» **Data lines**:

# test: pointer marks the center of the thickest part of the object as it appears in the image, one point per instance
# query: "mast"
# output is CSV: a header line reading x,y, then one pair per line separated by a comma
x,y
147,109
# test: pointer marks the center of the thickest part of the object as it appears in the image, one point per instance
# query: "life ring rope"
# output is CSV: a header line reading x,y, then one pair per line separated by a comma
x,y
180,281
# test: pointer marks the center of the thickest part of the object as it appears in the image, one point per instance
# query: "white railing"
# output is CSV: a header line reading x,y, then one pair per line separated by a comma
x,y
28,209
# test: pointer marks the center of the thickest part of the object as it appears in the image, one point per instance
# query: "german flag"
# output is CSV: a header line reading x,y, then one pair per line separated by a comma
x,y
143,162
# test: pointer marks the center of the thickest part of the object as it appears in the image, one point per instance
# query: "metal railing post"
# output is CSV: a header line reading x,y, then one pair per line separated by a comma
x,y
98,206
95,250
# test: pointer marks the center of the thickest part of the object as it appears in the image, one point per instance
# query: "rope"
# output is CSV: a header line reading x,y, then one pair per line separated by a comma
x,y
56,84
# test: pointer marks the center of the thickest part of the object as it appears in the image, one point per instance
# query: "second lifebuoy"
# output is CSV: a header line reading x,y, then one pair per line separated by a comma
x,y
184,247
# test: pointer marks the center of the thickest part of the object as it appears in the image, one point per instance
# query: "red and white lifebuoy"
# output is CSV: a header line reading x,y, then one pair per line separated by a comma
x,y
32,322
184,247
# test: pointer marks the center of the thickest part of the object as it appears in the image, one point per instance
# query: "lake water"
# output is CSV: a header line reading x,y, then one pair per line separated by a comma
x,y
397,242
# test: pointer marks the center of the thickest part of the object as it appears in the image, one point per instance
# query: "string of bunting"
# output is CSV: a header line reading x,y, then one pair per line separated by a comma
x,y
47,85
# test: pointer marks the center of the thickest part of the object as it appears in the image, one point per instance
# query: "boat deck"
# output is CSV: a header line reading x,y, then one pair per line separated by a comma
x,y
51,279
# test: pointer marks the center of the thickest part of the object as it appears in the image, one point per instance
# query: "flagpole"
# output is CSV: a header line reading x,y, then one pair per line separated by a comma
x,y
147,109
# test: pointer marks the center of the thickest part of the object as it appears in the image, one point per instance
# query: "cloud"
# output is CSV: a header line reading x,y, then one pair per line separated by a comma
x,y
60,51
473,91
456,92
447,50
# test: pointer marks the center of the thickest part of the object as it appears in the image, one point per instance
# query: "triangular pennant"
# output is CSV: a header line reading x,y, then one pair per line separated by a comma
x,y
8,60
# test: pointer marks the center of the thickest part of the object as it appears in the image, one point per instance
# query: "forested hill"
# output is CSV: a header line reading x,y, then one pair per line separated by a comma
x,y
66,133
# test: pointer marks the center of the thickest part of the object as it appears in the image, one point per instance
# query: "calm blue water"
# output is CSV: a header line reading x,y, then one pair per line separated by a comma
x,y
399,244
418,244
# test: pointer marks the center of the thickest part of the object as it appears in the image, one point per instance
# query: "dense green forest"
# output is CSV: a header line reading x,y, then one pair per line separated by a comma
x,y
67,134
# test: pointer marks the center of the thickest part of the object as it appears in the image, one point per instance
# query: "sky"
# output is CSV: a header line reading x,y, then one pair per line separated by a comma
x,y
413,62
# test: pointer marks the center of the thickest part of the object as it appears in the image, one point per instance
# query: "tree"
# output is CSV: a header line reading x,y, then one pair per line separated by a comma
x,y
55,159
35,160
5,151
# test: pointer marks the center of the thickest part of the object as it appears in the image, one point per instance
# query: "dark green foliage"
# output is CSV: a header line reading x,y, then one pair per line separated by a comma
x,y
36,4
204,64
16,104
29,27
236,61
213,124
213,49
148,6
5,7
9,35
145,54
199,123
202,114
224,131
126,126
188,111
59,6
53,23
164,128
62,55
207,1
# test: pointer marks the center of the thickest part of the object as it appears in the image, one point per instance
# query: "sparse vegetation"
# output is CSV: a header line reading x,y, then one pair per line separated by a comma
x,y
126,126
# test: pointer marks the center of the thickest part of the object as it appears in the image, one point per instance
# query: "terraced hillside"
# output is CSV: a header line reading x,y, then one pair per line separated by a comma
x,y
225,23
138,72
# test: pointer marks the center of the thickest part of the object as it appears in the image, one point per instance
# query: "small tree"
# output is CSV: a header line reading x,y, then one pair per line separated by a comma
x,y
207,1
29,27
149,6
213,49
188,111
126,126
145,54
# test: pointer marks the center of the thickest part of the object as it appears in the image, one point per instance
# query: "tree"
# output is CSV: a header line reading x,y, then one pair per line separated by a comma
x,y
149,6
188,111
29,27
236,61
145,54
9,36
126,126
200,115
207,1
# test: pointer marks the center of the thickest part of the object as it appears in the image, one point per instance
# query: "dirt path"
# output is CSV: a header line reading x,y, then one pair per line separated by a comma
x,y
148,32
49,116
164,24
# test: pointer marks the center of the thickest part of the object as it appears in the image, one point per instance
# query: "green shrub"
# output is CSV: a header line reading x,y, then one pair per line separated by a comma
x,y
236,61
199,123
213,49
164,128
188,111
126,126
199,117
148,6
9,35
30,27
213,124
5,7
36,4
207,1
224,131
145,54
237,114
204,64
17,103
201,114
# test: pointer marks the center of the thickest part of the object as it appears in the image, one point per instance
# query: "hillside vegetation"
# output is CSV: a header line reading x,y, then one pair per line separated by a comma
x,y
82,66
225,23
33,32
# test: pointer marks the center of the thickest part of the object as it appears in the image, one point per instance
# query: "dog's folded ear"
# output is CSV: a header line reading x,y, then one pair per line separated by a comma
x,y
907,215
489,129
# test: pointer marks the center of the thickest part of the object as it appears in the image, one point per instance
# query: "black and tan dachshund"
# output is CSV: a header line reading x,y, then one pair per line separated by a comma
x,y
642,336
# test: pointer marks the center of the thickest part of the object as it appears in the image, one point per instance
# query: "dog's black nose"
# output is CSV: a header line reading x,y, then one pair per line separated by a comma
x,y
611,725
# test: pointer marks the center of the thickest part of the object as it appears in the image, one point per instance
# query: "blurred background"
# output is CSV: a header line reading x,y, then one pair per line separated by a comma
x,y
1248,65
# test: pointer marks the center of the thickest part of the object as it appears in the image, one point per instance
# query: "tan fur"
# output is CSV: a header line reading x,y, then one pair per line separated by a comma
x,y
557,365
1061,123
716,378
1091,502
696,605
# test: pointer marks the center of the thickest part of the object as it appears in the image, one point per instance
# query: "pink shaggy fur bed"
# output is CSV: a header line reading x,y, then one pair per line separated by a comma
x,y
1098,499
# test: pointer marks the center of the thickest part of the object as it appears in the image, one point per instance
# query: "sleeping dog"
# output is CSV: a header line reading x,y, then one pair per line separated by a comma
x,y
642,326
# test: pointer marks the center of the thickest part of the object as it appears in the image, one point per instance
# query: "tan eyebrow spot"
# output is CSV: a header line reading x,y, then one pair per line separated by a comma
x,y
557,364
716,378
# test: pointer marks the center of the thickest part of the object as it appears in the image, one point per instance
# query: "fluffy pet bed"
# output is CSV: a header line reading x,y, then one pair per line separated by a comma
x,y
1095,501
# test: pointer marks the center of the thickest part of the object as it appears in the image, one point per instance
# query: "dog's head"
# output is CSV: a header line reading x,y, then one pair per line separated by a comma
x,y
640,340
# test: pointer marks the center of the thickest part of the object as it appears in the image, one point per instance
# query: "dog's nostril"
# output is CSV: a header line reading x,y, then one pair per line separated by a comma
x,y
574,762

» **What this task involves**:
Please go through the records above and keep only the lines that contain the word "lifebuoy", copying each one unchanged.

» **Task result**:
# query: "second lifebuoy"
# query: "red and white lifebuoy"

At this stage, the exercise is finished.